What to produce: Filter the records below, copying out every line that contains the string "ground". Case counts.

══ Working data

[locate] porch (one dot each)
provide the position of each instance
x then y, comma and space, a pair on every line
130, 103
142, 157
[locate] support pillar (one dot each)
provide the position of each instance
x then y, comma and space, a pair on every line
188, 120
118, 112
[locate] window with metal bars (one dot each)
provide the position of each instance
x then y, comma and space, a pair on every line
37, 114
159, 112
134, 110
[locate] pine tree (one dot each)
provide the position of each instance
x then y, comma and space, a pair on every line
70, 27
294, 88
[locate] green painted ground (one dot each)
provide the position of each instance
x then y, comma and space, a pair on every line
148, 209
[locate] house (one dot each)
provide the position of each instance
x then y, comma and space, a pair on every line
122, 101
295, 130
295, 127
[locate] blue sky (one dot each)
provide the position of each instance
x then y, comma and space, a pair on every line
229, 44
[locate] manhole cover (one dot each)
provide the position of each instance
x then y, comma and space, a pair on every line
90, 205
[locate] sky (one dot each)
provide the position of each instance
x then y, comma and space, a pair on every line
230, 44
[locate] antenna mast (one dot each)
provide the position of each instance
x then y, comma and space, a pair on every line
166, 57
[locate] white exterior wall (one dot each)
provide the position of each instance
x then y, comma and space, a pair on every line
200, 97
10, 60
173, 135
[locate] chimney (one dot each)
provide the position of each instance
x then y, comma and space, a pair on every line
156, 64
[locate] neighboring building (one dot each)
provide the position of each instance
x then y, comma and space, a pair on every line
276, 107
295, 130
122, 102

════
══ Working data

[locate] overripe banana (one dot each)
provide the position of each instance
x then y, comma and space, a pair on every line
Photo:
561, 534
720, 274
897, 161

════

Solution to this task:
[locate] green painted ground (one dot each)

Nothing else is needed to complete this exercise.